── DATA LISTING ──

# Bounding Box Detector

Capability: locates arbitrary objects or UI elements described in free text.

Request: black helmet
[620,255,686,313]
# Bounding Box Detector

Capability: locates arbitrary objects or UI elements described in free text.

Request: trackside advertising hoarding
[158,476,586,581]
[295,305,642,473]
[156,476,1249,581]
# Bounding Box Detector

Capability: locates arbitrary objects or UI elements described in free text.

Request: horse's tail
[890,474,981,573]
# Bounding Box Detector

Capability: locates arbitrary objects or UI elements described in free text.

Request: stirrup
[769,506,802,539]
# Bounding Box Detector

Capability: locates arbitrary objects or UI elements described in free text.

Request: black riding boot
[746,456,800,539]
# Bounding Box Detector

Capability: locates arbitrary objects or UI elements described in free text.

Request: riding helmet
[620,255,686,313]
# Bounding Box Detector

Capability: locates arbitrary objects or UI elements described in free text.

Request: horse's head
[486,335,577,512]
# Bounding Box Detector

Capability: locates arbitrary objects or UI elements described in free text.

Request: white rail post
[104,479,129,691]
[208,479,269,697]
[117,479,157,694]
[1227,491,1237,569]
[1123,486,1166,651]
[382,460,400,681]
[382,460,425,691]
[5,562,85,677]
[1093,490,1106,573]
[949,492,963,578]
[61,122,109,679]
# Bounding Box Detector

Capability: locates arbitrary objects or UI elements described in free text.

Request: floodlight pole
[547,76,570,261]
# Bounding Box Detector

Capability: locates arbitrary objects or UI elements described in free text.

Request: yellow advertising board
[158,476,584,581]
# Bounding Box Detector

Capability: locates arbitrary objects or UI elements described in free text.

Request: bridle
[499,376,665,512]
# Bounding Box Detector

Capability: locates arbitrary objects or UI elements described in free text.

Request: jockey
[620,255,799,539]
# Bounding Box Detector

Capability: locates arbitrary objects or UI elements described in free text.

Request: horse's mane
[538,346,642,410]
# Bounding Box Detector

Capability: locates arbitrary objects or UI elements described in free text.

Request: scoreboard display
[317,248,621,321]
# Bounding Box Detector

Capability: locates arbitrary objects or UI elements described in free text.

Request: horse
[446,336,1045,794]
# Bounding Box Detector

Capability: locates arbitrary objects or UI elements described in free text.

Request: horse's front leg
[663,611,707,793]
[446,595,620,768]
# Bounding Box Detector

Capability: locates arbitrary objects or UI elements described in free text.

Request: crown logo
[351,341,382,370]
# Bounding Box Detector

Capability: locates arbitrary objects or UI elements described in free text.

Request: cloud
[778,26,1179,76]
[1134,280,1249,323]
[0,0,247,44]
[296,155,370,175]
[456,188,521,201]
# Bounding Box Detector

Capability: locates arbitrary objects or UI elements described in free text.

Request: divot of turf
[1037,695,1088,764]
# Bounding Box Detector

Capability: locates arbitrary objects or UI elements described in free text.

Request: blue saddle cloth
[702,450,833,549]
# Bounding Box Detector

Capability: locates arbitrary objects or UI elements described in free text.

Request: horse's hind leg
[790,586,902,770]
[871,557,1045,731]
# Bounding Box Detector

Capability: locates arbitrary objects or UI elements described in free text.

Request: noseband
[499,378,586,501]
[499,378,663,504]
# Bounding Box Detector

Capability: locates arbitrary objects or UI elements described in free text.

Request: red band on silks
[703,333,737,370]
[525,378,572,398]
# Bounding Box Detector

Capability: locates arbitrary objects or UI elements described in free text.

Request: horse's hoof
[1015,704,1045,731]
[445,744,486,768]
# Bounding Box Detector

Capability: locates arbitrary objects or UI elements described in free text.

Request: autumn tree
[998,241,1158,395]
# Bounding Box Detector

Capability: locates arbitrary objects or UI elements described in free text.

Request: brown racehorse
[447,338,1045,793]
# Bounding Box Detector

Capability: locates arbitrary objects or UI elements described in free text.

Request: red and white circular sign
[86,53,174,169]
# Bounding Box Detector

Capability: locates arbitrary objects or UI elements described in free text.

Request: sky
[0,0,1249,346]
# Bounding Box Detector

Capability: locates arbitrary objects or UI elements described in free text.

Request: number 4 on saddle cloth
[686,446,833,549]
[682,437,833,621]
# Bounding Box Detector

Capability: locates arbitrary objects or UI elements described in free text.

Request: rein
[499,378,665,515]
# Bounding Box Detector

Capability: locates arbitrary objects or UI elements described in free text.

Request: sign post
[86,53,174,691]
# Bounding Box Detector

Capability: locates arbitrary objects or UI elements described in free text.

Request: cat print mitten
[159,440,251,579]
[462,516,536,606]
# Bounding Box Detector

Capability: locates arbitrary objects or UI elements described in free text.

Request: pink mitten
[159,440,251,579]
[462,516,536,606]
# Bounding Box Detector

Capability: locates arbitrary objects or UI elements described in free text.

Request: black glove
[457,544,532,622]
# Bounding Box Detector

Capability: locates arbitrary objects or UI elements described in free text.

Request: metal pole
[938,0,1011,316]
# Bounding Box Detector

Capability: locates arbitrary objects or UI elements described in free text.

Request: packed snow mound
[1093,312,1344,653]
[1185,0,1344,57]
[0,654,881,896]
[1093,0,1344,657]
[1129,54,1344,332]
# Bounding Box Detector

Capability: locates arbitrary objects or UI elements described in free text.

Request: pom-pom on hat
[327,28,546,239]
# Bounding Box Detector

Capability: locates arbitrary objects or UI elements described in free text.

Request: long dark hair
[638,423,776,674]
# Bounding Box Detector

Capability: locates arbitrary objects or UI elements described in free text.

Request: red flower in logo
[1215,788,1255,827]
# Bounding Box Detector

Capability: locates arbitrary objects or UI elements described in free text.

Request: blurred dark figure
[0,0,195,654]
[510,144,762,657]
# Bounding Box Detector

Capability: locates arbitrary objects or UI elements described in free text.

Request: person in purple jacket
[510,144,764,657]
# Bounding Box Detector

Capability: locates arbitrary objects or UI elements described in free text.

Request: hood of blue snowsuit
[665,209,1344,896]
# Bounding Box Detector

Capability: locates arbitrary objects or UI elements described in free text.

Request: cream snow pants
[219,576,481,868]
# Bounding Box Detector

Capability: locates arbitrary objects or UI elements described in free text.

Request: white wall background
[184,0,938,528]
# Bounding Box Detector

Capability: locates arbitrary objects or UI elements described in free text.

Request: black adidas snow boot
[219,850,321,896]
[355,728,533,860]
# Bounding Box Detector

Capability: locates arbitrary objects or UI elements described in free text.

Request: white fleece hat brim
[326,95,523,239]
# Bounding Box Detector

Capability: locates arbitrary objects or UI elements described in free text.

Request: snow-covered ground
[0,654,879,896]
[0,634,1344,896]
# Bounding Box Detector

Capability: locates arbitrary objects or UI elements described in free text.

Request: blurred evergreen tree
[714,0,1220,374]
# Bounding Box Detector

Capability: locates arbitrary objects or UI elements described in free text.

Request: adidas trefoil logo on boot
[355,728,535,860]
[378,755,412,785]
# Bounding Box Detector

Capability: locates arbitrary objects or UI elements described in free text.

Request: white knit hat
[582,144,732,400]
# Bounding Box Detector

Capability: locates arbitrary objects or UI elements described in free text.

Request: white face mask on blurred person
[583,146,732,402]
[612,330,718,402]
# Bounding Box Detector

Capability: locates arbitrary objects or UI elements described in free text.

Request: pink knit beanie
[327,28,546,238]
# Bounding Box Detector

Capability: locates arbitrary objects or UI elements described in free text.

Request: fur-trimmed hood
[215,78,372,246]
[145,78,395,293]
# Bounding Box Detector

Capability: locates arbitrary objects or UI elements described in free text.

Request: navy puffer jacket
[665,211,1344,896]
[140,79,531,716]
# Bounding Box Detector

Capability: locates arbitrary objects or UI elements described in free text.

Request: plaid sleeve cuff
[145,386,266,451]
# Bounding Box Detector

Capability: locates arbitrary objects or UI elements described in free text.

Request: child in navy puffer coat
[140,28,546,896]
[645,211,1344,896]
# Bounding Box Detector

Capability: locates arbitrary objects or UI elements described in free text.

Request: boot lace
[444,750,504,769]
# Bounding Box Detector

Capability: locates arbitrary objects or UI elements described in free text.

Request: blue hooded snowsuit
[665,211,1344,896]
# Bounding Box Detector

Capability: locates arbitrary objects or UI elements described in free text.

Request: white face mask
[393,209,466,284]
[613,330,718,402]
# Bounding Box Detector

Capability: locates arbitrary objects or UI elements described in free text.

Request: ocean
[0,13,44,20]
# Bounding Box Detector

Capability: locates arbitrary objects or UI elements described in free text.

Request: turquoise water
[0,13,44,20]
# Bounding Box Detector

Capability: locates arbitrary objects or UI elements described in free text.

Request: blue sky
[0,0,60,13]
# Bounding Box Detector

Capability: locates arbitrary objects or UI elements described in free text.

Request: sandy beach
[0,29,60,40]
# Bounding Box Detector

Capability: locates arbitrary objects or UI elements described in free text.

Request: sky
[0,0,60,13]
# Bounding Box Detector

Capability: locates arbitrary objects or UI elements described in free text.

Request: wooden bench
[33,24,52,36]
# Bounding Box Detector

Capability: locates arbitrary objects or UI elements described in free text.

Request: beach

───

STATED EXERCISE
Express the entries from their first line up to and including the line containing "[486,335,577,512]" as a Markdown table with the columns Row and Line, one numbered row per line, omitting blank lines.

RESPONSE
| Row | Line |
|---|---|
| 1 | # Bounding Box Detector |
| 2 | Capability: locates arbitrary objects or UI elements described in free text. |
| 3 | Request: black helmet |
| 4 | [620,255,686,313] |
| 5 | # Bounding Box Detector |
| 6 | Capability: locates arbitrary objects or UI elements described in free text. |
| 7 | Request: trackside advertising hoarding |
| 8 | [158,476,586,581] |
| 9 | [295,305,642,473] |
| 10 | [156,476,1249,581] |
| 11 | # Bounding Box Detector |
| 12 | Capability: locates arbitrary objects or UI elements described in free text. |
| 13 | Request: horse's tail |
| 14 | [890,474,981,573] |
| 15 | # Bounding Box Detector |
| 16 | Capability: locates arbitrary objects or UI elements described in free text. |
| 17 | Request: stirrup |
| 18 | [769,506,802,539] |
| 19 | # Bounding Box Detector |
| 20 | Capability: locates arbitrary objects or UI elements described in free text. |
| 21 | Request: black riding boot |
| 22 | [746,456,800,539] |
| 23 | # Bounding Box Detector |
| 24 | Capability: locates arbitrary objects or UI elements described in free text. |
| 25 | Request: riding helmet |
| 26 | [620,255,686,313] |
| 27 | # Bounding Box Detector |
| 28 | Capability: locates arbitrary objects or UI elements described in free text. |
| 29 | Request: horse's head |
| 30 | [486,335,577,512] |